[Polygon annotations for photos]
────────────────

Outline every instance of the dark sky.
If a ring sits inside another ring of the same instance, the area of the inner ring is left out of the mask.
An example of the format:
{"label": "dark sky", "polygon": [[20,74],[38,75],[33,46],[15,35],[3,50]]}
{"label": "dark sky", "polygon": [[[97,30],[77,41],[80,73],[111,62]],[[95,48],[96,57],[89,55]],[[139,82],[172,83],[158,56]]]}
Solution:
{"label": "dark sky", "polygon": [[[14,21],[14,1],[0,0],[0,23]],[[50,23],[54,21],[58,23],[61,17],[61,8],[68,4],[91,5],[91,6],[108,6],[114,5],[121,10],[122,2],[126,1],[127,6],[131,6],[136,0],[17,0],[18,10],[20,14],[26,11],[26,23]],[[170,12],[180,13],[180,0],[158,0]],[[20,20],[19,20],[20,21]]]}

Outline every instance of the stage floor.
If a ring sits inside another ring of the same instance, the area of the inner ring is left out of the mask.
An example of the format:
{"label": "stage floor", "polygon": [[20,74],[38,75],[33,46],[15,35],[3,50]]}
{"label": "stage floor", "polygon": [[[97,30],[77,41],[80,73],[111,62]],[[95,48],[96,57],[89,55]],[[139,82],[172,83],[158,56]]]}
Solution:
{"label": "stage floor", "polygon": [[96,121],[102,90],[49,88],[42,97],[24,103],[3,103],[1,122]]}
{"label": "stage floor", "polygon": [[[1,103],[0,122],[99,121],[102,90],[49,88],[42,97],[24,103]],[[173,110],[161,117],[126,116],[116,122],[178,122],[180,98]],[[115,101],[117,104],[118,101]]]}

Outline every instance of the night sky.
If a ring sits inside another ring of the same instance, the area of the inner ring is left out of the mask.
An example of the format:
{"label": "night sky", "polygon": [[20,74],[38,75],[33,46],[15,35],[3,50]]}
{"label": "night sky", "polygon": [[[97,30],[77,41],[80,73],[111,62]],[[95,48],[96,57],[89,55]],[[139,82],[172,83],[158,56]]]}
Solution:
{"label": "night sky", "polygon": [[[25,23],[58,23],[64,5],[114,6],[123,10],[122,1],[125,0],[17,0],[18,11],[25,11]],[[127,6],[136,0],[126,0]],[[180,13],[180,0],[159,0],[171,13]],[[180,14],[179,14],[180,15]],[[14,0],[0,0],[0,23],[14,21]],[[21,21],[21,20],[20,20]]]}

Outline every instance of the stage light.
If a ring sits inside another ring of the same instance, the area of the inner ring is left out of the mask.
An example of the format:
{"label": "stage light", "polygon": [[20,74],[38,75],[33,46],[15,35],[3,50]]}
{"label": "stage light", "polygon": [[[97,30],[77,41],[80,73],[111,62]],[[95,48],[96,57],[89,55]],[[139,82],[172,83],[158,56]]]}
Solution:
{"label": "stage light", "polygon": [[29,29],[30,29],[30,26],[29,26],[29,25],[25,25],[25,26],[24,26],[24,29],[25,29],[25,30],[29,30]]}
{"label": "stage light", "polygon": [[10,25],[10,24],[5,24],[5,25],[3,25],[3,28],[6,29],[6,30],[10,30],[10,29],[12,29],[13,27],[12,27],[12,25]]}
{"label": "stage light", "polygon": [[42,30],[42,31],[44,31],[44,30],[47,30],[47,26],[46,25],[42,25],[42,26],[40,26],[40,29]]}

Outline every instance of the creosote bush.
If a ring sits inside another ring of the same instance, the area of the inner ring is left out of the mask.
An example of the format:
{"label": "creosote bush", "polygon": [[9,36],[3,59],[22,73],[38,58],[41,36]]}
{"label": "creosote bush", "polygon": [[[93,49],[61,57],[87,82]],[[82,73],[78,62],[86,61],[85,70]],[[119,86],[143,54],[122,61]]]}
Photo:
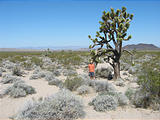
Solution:
{"label": "creosote bush", "polygon": [[108,83],[107,81],[94,80],[94,81],[92,81],[91,86],[96,90],[96,92],[102,92],[102,91],[112,92],[112,91],[115,91],[114,86],[112,84]]}
{"label": "creosote bush", "polygon": [[96,111],[105,112],[117,108],[117,100],[111,95],[98,95],[90,103]]}
{"label": "creosote bush", "polygon": [[11,74],[6,74],[2,77],[1,83],[8,84],[8,83],[14,83],[17,81],[21,81],[21,79],[16,76],[12,76]]}
{"label": "creosote bush", "polygon": [[83,84],[83,80],[81,77],[78,77],[78,76],[68,76],[64,82],[64,86],[71,91],[76,90],[82,84]]}
{"label": "creosote bush", "polygon": [[127,105],[129,103],[129,99],[127,98],[127,96],[124,95],[121,92],[116,92],[116,91],[107,92],[107,91],[104,91],[104,92],[100,92],[99,95],[110,95],[110,96],[113,96],[114,99],[117,101],[117,104],[119,106],[124,106],[124,105]]}
{"label": "creosote bush", "polygon": [[16,66],[12,69],[12,74],[16,76],[22,76],[23,72],[21,71],[20,67]]}
{"label": "creosote bush", "polygon": [[77,92],[79,95],[82,95],[82,94],[88,94],[90,93],[90,87],[87,86],[87,85],[82,85],[80,87],[77,88]]}
{"label": "creosote bush", "polygon": [[16,82],[5,90],[4,95],[19,98],[34,93],[36,93],[36,91],[32,86],[26,85],[24,82]]}
{"label": "creosote bush", "polygon": [[14,118],[16,120],[74,120],[84,115],[79,98],[70,91],[62,89],[51,97],[30,101]]}

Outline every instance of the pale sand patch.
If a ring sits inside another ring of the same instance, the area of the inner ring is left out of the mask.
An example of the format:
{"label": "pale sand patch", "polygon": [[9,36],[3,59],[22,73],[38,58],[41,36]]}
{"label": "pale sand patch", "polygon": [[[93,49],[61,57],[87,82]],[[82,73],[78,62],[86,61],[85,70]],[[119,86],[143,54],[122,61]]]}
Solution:
{"label": "pale sand patch", "polygon": [[56,86],[48,85],[48,82],[44,79],[29,80],[32,72],[33,71],[29,72],[29,74],[22,78],[22,80],[24,80],[27,85],[34,87],[37,93],[21,98],[10,98],[9,96],[6,96],[0,99],[0,119],[6,119],[16,114],[17,111],[24,105],[24,103],[32,98],[38,99],[40,97],[47,97],[59,90],[59,88]]}
{"label": "pale sand patch", "polygon": [[[101,66],[104,66],[103,64]],[[107,66],[107,65],[105,65]],[[83,68],[82,68],[83,69]],[[83,71],[82,69],[78,69],[77,72],[79,74],[87,74],[87,71]],[[30,75],[33,71],[29,72],[26,77],[22,78],[25,80],[26,84],[33,86],[37,93],[33,95],[28,95],[26,97],[13,99],[8,96],[0,99],[0,120],[9,120],[8,117],[17,113],[18,109],[23,106],[23,104],[34,97],[38,99],[39,97],[46,97],[56,93],[59,88],[56,86],[48,85],[48,82],[44,79],[38,80],[29,80]],[[122,78],[124,76],[122,75]],[[58,77],[59,79],[65,79],[64,76]],[[106,81],[107,79],[99,79]],[[114,81],[109,81],[114,85]],[[1,85],[1,84],[0,84]],[[115,85],[114,85],[115,86]],[[137,87],[135,83],[125,82],[124,87],[115,86],[118,91],[125,92],[128,87]],[[2,85],[0,86],[2,89]],[[7,87],[3,86],[3,89]],[[86,116],[84,119],[78,120],[160,120],[160,112],[152,111],[147,109],[139,109],[132,108],[130,106],[126,107],[118,107],[115,111],[109,112],[96,112],[93,109],[93,106],[89,106],[88,103],[97,95],[97,93],[91,93],[85,96],[80,96],[84,103],[84,111],[86,112]]]}

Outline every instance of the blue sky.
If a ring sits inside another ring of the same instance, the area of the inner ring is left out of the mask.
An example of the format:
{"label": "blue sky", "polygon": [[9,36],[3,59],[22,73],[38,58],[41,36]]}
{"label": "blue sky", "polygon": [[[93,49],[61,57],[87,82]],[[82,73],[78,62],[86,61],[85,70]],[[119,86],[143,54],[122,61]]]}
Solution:
{"label": "blue sky", "polygon": [[0,0],[0,48],[82,46],[92,42],[102,12],[111,7],[134,14],[126,44],[160,47],[159,0]]}

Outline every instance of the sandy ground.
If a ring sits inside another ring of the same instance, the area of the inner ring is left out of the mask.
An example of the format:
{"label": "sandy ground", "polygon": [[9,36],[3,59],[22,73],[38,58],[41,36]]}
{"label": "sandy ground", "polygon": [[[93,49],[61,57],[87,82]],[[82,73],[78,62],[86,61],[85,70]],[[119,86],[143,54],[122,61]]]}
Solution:
{"label": "sandy ground", "polygon": [[[104,66],[104,65],[102,65]],[[101,67],[101,65],[99,66]],[[28,74],[23,77],[23,80],[26,84],[33,86],[36,89],[36,94],[28,95],[22,98],[10,98],[5,96],[0,98],[0,120],[9,120],[9,117],[16,114],[18,110],[25,104],[26,101],[31,99],[38,99],[40,97],[50,96],[56,93],[59,88],[56,86],[48,85],[48,82],[44,79],[38,80],[29,80],[29,77],[32,75],[33,71],[28,72]],[[79,74],[84,74],[82,69],[77,69]],[[122,72],[123,73],[123,72]],[[87,73],[86,73],[87,74]],[[122,78],[125,77],[122,75]],[[0,77],[0,80],[2,78]],[[65,79],[64,76],[60,76],[59,79]],[[105,79],[100,79],[105,80]],[[114,81],[109,81],[114,84]],[[0,83],[0,91],[4,90],[9,85],[2,85]],[[115,86],[115,85],[114,85]],[[125,92],[128,87],[136,87],[135,83],[125,83],[125,87],[115,86],[118,91]],[[84,120],[160,120],[160,112],[152,111],[149,109],[140,109],[134,108],[131,106],[118,107],[115,111],[109,112],[96,112],[93,110],[92,106],[89,106],[88,103],[96,96],[97,94],[92,92],[88,95],[80,96],[84,103],[84,111],[86,116]],[[80,119],[79,119],[80,120]]]}

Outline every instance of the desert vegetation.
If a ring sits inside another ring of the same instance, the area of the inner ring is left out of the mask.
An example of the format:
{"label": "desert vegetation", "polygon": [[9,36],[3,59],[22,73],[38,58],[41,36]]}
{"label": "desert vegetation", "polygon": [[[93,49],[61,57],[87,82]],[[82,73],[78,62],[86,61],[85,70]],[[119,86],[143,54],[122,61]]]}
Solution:
{"label": "desert vegetation", "polygon": [[[37,86],[32,86],[32,83],[43,81],[48,87],[56,87],[58,92],[51,91],[51,96],[39,96],[39,100],[23,103],[20,112],[8,117],[16,120],[83,119],[88,114],[86,106],[97,113],[116,111],[124,106],[158,112],[160,52],[131,52],[134,53],[132,62],[130,57],[126,57],[127,53],[122,54],[121,78],[116,81],[112,67],[103,60],[99,63],[103,67],[96,66],[96,79],[90,80],[87,71],[89,51],[51,51],[47,56],[44,52],[9,52],[6,56],[0,53],[0,99],[3,101],[9,96],[13,101],[21,98],[27,101],[30,96],[39,94]],[[29,63],[30,69],[26,69],[24,63]],[[92,99],[86,102],[88,96]]]}

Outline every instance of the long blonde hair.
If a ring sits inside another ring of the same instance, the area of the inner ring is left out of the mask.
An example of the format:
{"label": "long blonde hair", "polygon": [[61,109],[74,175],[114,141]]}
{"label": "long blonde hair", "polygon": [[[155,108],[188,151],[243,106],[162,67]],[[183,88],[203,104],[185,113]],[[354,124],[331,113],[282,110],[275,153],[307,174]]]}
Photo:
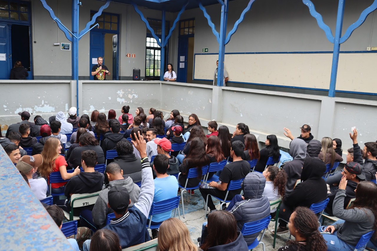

────────────────

Count how many lines of the items above contain the string "hair". Give only the number.

3